Assignment:
Once the line containing "form: [156, 96]." is found in the entries below, restate it and each following line word for word, stopping after the line containing "form: [9, 92].".

───── Given records

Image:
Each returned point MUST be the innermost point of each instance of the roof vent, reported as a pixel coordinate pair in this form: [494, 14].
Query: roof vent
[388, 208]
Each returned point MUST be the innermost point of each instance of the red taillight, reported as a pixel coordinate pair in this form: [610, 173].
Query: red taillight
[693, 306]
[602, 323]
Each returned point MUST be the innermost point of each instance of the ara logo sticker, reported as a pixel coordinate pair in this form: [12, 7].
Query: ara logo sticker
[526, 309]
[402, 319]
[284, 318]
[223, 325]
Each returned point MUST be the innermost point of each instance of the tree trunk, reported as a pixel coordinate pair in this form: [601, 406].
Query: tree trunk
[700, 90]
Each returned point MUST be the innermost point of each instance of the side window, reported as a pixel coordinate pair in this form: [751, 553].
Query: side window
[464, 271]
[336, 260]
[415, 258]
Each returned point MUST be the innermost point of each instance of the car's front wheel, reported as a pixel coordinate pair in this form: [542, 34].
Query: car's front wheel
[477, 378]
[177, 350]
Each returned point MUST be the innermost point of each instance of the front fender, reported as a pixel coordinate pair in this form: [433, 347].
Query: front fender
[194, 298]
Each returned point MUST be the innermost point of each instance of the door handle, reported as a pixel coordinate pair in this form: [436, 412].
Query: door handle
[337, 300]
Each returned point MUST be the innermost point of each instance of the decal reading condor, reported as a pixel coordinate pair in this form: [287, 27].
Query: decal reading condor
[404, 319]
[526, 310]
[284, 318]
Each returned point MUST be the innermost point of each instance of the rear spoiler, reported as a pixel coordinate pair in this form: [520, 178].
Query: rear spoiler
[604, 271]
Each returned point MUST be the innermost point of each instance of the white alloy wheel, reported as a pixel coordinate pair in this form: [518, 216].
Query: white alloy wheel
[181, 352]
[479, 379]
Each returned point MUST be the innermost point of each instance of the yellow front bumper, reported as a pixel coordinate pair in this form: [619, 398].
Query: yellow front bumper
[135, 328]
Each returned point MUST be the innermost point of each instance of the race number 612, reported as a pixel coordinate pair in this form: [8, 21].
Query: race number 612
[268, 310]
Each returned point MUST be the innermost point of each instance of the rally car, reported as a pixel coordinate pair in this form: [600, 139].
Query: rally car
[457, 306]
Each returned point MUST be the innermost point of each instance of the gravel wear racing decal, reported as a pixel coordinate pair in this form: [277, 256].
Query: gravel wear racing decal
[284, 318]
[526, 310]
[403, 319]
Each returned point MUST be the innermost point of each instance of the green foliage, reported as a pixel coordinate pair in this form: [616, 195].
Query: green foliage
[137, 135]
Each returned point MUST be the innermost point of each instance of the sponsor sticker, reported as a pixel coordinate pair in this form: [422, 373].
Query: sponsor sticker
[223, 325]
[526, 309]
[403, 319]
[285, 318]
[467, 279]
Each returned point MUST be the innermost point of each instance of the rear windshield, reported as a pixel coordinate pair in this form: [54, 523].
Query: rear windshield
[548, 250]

──────────
───── Given records

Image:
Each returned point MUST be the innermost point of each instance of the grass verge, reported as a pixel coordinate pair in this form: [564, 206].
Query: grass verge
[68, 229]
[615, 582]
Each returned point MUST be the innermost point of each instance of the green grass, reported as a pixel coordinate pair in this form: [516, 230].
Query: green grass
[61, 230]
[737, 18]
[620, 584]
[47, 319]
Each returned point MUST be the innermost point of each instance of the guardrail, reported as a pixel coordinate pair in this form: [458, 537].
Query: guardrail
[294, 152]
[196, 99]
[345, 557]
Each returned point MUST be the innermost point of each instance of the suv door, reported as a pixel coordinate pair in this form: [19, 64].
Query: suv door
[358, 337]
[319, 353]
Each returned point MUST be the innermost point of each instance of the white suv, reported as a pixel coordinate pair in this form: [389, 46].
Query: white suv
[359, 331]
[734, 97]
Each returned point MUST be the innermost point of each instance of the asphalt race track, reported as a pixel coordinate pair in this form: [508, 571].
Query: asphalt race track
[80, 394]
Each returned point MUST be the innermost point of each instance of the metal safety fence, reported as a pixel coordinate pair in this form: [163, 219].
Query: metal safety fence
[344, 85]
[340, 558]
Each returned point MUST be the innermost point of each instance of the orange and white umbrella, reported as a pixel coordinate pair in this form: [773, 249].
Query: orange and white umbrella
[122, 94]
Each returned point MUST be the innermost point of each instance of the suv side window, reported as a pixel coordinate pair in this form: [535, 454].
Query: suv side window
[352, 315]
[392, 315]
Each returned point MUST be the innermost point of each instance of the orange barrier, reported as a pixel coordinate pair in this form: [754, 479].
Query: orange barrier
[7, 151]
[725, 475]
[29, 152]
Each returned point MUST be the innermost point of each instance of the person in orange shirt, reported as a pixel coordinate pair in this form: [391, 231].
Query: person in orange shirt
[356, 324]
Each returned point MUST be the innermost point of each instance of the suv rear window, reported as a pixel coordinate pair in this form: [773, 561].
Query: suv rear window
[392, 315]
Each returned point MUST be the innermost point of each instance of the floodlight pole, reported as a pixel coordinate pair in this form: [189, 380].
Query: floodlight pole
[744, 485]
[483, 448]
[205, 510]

──────────
───── Given records

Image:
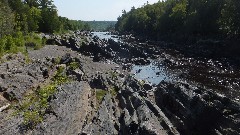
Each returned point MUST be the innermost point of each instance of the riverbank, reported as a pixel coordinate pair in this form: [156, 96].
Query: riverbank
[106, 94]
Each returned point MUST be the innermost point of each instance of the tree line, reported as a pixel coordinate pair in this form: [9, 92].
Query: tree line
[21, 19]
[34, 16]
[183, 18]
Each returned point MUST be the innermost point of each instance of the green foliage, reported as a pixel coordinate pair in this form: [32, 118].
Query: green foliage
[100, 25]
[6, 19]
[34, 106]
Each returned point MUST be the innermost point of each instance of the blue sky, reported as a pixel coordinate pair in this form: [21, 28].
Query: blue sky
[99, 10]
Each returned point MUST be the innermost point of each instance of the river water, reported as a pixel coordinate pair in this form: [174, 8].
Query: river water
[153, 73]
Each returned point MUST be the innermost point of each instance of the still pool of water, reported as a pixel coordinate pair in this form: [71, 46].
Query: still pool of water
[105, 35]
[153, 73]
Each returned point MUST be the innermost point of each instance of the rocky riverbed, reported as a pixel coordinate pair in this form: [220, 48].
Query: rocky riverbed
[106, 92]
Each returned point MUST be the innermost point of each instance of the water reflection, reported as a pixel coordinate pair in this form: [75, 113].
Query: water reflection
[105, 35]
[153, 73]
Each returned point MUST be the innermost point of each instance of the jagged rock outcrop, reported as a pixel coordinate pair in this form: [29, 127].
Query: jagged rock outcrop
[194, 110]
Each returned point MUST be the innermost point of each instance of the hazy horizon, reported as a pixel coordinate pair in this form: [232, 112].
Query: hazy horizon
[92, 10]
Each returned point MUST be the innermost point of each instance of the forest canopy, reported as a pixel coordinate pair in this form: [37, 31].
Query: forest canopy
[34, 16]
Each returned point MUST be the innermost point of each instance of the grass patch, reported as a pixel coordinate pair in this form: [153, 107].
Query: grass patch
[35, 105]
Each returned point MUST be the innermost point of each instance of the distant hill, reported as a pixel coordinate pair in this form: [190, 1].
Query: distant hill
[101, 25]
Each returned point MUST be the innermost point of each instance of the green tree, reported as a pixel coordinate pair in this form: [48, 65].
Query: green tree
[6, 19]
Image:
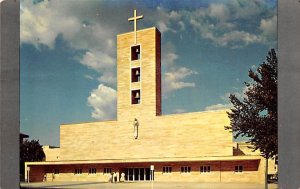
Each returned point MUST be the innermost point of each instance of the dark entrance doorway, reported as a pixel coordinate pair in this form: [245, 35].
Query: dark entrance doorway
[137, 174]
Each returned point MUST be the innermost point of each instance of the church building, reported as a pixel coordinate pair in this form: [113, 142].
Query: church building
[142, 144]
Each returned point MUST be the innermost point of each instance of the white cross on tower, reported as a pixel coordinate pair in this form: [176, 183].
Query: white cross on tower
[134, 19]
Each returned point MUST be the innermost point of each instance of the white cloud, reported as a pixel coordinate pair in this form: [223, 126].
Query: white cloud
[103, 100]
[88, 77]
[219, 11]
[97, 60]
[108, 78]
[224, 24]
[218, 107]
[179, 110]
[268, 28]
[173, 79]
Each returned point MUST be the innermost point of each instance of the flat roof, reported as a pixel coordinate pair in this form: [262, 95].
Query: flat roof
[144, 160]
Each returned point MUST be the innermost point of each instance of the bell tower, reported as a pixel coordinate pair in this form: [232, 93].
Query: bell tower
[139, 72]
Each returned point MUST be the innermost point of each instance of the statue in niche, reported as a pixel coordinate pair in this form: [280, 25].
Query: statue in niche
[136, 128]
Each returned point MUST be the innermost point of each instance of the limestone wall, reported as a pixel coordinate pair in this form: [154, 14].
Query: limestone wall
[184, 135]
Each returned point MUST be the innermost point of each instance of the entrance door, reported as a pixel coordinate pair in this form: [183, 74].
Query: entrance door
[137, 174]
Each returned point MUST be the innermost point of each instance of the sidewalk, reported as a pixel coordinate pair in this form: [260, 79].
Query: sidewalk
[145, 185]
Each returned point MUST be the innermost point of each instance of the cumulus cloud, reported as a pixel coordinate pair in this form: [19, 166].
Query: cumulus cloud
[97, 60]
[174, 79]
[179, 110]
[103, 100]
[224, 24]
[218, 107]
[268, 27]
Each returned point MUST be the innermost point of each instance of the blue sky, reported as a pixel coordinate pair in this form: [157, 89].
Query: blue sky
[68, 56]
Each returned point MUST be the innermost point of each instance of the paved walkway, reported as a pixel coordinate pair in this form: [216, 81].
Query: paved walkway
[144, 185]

──────────

Solution for this task:
Each returned point MUST be the innermost point of each instance of the riverbank, reported as a pixel coordinate pair in this form: [156, 96].
Query: riverbank
[106, 94]
Each returned point MUST be the innermost point of each instance of the tree line, reported as a pixel coordinate pair in this form: [9, 92].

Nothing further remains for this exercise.